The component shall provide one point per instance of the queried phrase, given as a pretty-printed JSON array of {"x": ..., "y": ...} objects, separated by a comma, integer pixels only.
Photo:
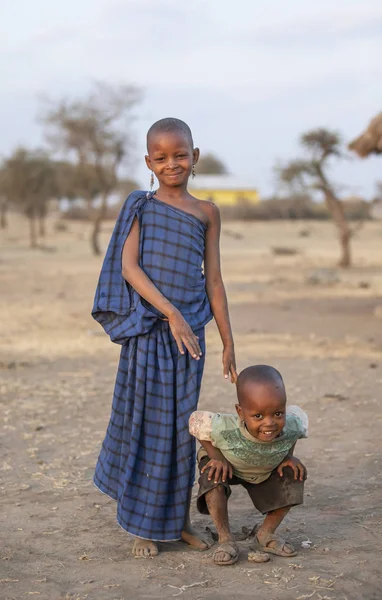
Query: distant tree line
[{"x": 89, "y": 140}]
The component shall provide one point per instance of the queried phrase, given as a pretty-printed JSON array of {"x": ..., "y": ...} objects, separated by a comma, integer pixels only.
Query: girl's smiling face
[{"x": 170, "y": 157}]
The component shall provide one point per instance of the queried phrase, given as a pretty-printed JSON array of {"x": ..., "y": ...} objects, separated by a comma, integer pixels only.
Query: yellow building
[{"x": 224, "y": 190}]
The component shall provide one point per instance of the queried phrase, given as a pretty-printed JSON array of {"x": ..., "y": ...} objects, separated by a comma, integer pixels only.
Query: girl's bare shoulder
[{"x": 210, "y": 211}]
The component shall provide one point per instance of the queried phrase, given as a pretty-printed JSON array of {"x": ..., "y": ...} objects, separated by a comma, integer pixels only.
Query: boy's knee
[{"x": 219, "y": 489}]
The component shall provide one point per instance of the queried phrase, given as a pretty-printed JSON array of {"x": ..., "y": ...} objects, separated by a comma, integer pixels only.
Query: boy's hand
[
  {"x": 229, "y": 363},
  {"x": 221, "y": 468},
  {"x": 294, "y": 463}
]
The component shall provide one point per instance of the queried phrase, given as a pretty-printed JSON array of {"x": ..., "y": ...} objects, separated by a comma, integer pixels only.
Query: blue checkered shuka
[{"x": 147, "y": 460}]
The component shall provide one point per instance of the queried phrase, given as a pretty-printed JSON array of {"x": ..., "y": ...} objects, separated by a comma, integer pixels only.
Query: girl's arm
[
  {"x": 216, "y": 291},
  {"x": 137, "y": 278}
]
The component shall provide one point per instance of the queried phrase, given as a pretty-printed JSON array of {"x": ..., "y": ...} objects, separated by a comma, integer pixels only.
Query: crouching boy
[{"x": 254, "y": 449}]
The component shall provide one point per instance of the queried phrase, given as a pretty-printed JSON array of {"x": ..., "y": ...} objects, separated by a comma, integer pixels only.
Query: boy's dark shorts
[{"x": 273, "y": 493}]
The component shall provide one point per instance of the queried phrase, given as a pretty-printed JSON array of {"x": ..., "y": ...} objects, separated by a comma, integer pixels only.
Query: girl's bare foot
[
  {"x": 144, "y": 549},
  {"x": 201, "y": 541}
]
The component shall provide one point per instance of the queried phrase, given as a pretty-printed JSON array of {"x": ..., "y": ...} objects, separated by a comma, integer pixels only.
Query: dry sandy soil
[{"x": 60, "y": 539}]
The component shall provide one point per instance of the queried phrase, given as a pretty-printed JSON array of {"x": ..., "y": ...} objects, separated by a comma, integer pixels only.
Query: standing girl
[{"x": 153, "y": 299}]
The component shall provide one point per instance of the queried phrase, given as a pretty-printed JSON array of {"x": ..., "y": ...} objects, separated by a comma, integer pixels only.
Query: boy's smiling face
[
  {"x": 262, "y": 408},
  {"x": 171, "y": 156}
]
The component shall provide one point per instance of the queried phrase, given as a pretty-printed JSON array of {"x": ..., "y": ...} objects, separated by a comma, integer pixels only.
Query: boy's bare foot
[
  {"x": 227, "y": 553},
  {"x": 201, "y": 541},
  {"x": 274, "y": 544},
  {"x": 144, "y": 549}
]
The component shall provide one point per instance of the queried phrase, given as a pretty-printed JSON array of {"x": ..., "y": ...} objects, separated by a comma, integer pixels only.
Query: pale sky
[{"x": 247, "y": 76}]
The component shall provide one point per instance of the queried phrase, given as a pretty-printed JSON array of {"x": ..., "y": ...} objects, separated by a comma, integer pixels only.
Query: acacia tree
[
  {"x": 94, "y": 132},
  {"x": 321, "y": 146},
  {"x": 210, "y": 165},
  {"x": 28, "y": 182}
]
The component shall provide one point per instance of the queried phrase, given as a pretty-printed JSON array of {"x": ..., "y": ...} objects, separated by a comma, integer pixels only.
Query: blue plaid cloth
[{"x": 147, "y": 460}]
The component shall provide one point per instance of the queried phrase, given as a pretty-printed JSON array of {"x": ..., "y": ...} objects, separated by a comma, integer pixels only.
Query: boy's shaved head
[
  {"x": 170, "y": 124},
  {"x": 261, "y": 375}
]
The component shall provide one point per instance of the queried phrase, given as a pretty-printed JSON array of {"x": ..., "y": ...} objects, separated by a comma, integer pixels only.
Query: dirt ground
[{"x": 319, "y": 326}]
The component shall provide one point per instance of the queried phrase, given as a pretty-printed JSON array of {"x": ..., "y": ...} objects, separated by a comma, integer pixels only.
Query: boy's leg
[
  {"x": 213, "y": 500},
  {"x": 217, "y": 503},
  {"x": 265, "y": 533},
  {"x": 196, "y": 539},
  {"x": 274, "y": 498}
]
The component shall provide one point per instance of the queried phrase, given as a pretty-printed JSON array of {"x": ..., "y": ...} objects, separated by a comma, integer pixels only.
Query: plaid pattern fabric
[
  {"x": 171, "y": 254},
  {"x": 147, "y": 460}
]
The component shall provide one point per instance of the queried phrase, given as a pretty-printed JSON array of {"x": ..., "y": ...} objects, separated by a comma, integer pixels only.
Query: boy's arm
[
  {"x": 217, "y": 464},
  {"x": 295, "y": 464}
]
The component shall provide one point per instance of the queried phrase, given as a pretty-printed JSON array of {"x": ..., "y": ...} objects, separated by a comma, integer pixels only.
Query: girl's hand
[
  {"x": 229, "y": 363},
  {"x": 184, "y": 336},
  {"x": 222, "y": 468}
]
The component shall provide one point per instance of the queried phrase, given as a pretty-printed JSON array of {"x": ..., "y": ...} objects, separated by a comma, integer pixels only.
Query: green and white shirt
[{"x": 252, "y": 460}]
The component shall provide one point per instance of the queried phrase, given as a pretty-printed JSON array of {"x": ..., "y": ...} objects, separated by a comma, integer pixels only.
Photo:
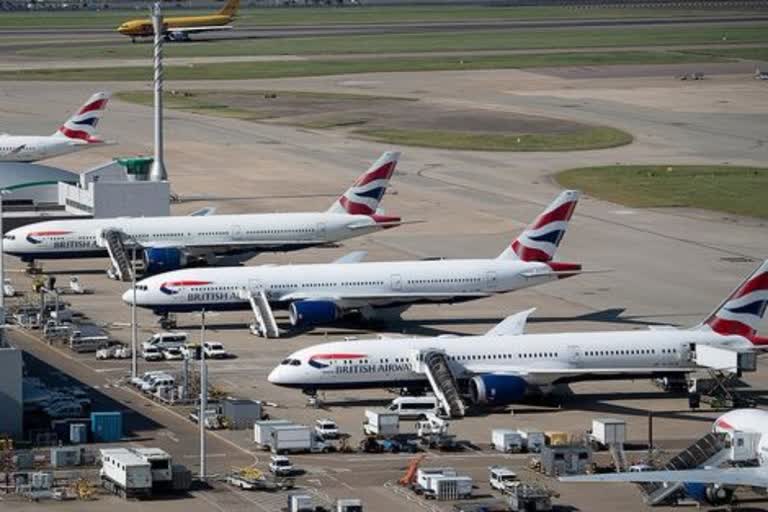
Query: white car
[
  {"x": 214, "y": 350},
  {"x": 326, "y": 429},
  {"x": 173, "y": 354},
  {"x": 152, "y": 354},
  {"x": 280, "y": 465}
]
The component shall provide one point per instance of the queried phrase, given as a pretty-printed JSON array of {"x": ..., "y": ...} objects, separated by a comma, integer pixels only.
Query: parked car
[
  {"x": 214, "y": 350},
  {"x": 281, "y": 465},
  {"x": 172, "y": 354},
  {"x": 152, "y": 354}
]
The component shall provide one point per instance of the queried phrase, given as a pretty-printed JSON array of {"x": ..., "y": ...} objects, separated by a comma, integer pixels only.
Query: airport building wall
[{"x": 11, "y": 394}]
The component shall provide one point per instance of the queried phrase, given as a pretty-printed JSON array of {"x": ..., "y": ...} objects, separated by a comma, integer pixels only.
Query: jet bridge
[
  {"x": 264, "y": 320},
  {"x": 114, "y": 241},
  {"x": 434, "y": 364}
]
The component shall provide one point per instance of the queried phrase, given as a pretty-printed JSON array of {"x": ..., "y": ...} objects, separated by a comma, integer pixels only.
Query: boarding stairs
[
  {"x": 619, "y": 456},
  {"x": 444, "y": 383},
  {"x": 114, "y": 241},
  {"x": 710, "y": 450},
  {"x": 264, "y": 320}
]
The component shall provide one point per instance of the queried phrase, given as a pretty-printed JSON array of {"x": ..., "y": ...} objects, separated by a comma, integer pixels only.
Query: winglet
[{"x": 513, "y": 325}]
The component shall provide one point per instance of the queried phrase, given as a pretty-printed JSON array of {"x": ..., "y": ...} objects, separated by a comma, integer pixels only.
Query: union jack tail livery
[
  {"x": 81, "y": 126},
  {"x": 742, "y": 311},
  {"x": 540, "y": 240},
  {"x": 363, "y": 197}
]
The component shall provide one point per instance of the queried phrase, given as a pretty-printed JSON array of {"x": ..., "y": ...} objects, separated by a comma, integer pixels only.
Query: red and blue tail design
[
  {"x": 742, "y": 312},
  {"x": 364, "y": 196},
  {"x": 540, "y": 240},
  {"x": 81, "y": 127}
]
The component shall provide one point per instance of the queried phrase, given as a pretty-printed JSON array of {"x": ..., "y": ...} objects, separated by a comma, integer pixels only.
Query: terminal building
[{"x": 119, "y": 188}]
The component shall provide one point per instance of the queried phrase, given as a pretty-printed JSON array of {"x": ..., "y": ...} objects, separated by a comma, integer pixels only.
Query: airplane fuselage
[
  {"x": 23, "y": 148},
  {"x": 215, "y": 234},
  {"x": 349, "y": 285},
  {"x": 561, "y": 357}
]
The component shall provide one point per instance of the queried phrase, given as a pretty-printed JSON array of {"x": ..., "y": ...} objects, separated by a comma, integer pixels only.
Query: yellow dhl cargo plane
[{"x": 178, "y": 28}]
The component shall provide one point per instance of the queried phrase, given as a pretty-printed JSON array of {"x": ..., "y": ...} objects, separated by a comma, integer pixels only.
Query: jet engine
[
  {"x": 495, "y": 389},
  {"x": 163, "y": 259},
  {"x": 312, "y": 312},
  {"x": 711, "y": 494}
]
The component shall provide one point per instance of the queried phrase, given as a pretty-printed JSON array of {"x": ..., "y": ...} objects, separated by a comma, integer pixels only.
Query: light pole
[{"x": 201, "y": 417}]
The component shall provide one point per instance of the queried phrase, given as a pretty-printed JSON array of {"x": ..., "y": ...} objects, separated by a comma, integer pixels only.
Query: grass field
[
  {"x": 283, "y": 69},
  {"x": 366, "y": 14},
  {"x": 737, "y": 190},
  {"x": 589, "y": 138},
  {"x": 429, "y": 42}
]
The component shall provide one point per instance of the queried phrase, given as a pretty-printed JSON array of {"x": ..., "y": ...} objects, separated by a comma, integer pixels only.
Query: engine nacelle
[
  {"x": 709, "y": 493},
  {"x": 313, "y": 312},
  {"x": 494, "y": 389},
  {"x": 163, "y": 259}
]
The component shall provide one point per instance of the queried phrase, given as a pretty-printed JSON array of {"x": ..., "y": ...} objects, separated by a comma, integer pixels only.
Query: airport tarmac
[{"x": 667, "y": 266}]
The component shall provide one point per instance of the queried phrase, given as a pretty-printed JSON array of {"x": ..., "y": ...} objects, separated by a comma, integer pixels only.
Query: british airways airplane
[
  {"x": 504, "y": 365},
  {"x": 78, "y": 132},
  {"x": 168, "y": 243},
  {"x": 322, "y": 293}
]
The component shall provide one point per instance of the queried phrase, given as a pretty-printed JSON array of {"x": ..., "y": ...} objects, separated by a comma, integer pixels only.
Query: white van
[
  {"x": 163, "y": 340},
  {"x": 417, "y": 407}
]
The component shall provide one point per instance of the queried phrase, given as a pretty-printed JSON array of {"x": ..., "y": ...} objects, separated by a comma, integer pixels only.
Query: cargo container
[
  {"x": 300, "y": 503},
  {"x": 290, "y": 438},
  {"x": 449, "y": 488},
  {"x": 107, "y": 427},
  {"x": 241, "y": 414},
  {"x": 262, "y": 429},
  {"x": 124, "y": 473},
  {"x": 78, "y": 433},
  {"x": 63, "y": 456},
  {"x": 424, "y": 474},
  {"x": 507, "y": 441},
  {"x": 557, "y": 438},
  {"x": 608, "y": 431},
  {"x": 381, "y": 423},
  {"x": 349, "y": 505},
  {"x": 533, "y": 440}
]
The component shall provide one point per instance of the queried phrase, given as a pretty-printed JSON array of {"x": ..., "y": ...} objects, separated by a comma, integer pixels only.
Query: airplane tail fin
[
  {"x": 81, "y": 126},
  {"x": 540, "y": 240},
  {"x": 230, "y": 8},
  {"x": 742, "y": 311},
  {"x": 364, "y": 196}
]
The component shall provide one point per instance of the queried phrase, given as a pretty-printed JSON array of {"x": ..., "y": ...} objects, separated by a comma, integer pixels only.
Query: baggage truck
[
  {"x": 381, "y": 423},
  {"x": 125, "y": 473}
]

*WHAT THIS TASK INVOLVES:* Find every line in the records above that contains the word "tree", and copy each one. Case counts.

*CORRECT RESULT:*
Query: distant tree line
Query: acacia tree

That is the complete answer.